Oyster Bay Supervisor John Venditto says the town is considering a plan to nullify the $20 million in loan guarantees it made to support the business dealings of Harendra Singh, who runs restaurants on town property. The plan being negotiated adds significantly to already troubling questions about the town’s business methods.
Singh has been charged with bribing a deputy town attorney, Frederick Mei, to put the town’s full faith and credit behind loans for his company. Mei has not been charged, but has resigned. Venditto, who approved the guarantees, now argues they aren’t valid, but town attorney Leonard Genova signed them and Singh’s attorney contends everyone involved knew. And if they aren’t valid, why go to so much trouble to make them go away?
The town seems to be caught between the bond-rating agencies and the Securities and Exchange Commission. If the guarantees are valid, the SEC could impose legal sanctions because they were omitted on town financial statements. Moody’s Investors Service stopped rating Oyster Bay debt because it did not receive audited financial statement for 2014. Standard & Poor’s threatens to do the same. The failure to produce the statement could be the result of a computer change 25 months ago, as the town says. Or, the problem with the rating agencies is caused by the town’s refusal to create audited records until the powers that be make the guarantees — which the town would have had to show as liabilities — go away.

**TASK DIRECTIONS:**
Can you pick up the text on Oyster Bay's loan guarantees for Harendra Singh and continue it from its last sentence?

**ENTRIES SUPPLIED:**
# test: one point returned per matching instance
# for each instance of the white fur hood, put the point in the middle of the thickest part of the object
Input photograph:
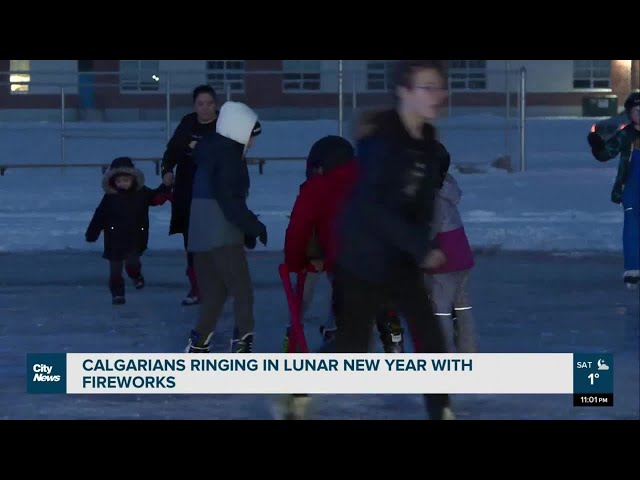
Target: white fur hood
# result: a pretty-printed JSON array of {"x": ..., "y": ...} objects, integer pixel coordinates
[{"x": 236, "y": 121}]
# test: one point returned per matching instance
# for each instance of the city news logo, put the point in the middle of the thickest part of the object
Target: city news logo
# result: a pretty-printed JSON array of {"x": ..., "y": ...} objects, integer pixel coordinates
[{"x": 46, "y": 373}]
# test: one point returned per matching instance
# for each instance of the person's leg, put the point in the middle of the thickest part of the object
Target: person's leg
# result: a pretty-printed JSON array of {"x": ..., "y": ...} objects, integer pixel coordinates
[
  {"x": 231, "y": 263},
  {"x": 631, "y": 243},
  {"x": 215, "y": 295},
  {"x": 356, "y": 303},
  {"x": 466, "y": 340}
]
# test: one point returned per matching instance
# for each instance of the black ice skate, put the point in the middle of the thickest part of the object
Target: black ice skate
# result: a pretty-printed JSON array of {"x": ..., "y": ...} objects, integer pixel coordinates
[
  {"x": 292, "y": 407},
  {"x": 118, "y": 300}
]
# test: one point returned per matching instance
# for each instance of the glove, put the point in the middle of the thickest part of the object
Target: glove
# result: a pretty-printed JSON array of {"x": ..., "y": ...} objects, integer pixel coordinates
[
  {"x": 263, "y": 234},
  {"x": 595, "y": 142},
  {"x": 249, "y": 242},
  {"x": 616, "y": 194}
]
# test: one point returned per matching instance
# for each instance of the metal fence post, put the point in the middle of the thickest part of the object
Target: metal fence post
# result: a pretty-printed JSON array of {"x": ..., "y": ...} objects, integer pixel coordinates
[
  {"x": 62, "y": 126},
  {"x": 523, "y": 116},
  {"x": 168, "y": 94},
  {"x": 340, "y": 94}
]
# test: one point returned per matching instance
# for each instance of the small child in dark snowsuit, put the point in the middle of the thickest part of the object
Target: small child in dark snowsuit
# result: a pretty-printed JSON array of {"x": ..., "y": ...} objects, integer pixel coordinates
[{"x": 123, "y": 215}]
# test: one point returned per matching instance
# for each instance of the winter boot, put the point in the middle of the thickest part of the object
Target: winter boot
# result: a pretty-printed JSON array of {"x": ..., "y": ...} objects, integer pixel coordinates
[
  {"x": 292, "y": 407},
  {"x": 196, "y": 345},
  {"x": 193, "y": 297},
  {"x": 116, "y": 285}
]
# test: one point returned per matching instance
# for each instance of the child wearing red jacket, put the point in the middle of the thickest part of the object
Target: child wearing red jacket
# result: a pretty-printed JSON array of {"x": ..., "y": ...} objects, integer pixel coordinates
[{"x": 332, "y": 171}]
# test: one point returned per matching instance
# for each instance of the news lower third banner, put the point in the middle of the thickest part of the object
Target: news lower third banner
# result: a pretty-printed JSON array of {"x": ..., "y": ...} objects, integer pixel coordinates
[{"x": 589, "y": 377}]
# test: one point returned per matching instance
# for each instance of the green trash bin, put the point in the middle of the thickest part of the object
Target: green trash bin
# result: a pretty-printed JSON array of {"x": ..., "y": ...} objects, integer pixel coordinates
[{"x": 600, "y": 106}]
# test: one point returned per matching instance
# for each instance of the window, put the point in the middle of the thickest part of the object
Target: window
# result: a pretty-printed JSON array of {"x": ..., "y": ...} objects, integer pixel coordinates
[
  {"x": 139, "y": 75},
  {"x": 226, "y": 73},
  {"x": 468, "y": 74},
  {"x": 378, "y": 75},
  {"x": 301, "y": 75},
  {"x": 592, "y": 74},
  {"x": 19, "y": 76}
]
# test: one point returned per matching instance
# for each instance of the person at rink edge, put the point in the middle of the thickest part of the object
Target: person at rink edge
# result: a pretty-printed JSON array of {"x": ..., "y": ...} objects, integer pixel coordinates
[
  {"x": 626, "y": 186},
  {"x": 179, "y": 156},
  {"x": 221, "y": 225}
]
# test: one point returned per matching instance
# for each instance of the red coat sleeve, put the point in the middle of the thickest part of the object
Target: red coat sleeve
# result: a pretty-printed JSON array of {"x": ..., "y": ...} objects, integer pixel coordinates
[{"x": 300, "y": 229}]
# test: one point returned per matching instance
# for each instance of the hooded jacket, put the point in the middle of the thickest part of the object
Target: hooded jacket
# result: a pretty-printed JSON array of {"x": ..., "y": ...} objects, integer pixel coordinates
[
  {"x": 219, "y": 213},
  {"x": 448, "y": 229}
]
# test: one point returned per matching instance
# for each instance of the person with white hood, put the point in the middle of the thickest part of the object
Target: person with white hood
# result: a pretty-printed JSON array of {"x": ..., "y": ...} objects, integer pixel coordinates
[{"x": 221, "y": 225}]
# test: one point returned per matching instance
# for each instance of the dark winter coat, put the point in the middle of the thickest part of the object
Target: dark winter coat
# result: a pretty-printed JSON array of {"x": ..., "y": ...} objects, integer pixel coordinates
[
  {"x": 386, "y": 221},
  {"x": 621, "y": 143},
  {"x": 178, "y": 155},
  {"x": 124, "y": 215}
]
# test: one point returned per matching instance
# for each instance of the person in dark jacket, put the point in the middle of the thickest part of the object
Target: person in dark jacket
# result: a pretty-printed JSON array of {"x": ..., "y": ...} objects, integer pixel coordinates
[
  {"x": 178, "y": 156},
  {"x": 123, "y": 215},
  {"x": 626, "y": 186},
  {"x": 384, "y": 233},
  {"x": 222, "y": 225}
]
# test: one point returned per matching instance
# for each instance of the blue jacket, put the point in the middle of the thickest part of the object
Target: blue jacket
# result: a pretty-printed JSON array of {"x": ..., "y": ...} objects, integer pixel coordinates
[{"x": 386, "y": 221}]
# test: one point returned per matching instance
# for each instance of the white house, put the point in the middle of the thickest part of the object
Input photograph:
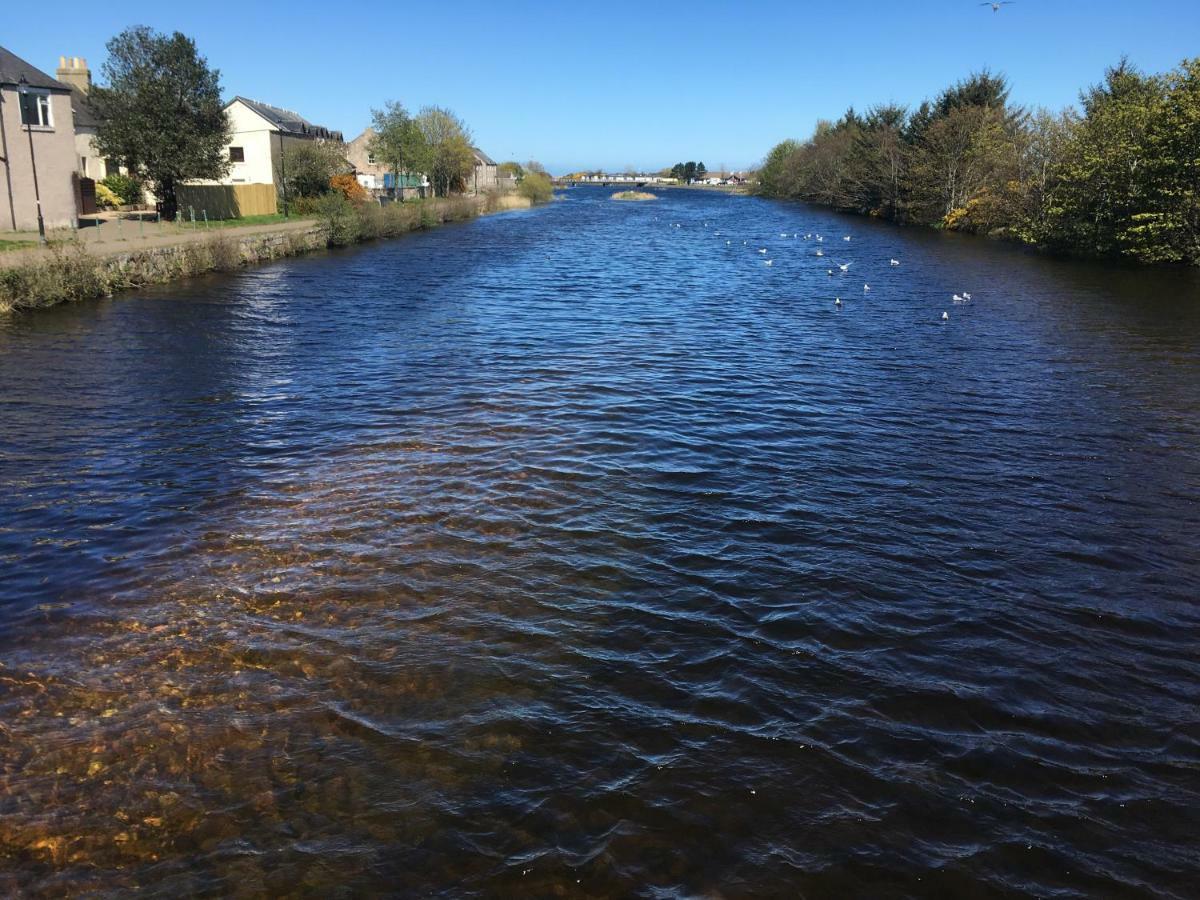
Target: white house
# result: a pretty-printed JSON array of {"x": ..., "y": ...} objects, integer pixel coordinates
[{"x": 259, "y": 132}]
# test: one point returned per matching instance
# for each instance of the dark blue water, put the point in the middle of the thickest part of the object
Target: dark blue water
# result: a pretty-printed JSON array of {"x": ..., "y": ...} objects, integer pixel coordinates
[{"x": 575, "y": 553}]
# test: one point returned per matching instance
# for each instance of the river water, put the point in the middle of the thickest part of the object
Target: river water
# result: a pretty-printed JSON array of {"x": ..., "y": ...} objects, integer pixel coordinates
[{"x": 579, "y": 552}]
* * *
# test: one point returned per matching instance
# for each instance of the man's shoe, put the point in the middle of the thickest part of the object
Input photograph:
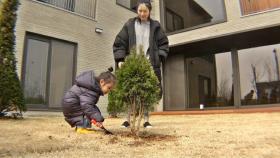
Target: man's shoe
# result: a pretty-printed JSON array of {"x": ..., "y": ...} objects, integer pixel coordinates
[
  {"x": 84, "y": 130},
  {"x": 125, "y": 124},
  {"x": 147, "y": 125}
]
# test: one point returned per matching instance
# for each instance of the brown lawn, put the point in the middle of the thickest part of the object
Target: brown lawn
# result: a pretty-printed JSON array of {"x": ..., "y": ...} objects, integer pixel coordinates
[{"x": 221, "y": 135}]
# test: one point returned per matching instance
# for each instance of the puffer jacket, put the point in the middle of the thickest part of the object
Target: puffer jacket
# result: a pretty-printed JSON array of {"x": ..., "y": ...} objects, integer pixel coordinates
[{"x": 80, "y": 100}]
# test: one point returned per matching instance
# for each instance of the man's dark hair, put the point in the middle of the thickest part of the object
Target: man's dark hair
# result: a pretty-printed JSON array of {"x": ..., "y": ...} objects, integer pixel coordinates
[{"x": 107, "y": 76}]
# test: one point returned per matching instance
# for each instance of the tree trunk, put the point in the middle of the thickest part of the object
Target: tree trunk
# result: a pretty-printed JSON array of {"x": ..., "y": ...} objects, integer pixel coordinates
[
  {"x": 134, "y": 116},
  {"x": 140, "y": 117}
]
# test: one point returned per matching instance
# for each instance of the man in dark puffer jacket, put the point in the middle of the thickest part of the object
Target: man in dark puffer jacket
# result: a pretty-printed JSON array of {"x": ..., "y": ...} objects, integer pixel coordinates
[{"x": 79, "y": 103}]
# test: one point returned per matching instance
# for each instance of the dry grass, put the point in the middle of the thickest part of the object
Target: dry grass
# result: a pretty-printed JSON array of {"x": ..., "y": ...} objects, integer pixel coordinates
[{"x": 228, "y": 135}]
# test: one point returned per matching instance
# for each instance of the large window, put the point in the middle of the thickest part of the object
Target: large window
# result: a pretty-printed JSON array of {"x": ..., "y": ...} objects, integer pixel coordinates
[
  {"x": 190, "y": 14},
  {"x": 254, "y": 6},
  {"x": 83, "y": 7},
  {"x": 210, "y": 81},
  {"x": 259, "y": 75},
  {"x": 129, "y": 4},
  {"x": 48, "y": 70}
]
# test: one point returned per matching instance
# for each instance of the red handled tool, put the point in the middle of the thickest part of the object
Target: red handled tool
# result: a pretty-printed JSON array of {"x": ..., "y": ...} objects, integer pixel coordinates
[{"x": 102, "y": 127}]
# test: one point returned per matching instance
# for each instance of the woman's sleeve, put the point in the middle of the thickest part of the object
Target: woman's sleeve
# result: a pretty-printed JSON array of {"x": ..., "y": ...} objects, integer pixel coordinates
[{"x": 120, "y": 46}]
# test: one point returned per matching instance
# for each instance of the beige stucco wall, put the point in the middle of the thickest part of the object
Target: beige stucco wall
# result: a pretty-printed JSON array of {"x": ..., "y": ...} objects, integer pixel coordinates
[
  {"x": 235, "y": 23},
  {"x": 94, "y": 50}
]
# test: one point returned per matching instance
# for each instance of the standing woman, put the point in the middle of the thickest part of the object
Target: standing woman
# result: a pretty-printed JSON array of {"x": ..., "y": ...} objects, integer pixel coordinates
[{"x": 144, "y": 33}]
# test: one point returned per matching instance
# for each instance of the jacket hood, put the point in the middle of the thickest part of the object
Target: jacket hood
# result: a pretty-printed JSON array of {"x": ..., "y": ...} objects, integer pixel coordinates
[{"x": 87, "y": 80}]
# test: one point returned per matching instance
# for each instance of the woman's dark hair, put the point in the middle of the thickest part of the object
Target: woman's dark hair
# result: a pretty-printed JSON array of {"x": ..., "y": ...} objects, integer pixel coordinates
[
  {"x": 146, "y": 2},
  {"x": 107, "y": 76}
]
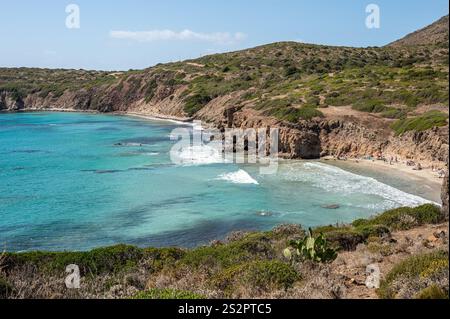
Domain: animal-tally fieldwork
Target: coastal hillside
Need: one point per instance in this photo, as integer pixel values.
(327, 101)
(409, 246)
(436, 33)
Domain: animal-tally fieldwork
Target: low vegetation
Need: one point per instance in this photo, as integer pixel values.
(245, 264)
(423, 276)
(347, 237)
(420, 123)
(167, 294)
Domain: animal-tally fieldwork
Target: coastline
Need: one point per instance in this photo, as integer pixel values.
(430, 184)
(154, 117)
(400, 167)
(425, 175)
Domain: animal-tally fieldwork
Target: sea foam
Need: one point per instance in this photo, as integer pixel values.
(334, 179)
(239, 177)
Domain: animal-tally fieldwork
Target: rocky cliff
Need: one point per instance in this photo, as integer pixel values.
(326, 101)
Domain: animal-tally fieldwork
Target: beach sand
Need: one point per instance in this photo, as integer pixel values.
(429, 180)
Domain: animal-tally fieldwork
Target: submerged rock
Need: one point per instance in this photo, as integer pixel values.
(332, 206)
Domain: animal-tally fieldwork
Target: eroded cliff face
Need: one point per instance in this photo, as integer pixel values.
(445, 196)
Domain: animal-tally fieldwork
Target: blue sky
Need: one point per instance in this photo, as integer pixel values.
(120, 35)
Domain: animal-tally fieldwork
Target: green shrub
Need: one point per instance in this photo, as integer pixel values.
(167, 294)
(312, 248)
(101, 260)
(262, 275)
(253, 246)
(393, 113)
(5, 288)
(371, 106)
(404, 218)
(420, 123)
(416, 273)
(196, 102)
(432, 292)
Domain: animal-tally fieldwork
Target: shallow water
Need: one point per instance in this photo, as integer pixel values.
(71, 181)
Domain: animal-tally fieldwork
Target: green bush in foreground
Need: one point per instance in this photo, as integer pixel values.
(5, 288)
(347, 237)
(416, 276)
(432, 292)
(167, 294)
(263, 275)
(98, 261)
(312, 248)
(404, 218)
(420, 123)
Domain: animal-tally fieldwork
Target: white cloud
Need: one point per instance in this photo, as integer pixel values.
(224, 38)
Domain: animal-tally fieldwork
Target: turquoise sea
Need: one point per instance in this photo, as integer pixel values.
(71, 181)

**RESPONSE BELOW:**
Now, about this deal. Why would the lenders agree to drop the $20 million in guarantees? What would they get in return and who is giving it to them? Why would Singh let go of his businesses, as Venditto says the deal requires, and why would the lease lengths be cut from 50 and 55 years to 25? Have all the investors in the new hospitality company taking over Singh’s leases been identified? How much does Singh owe the town in rent? And what of a separate $2 million loan guarantee for Singh from the town that Venditto has not claimed is invalid?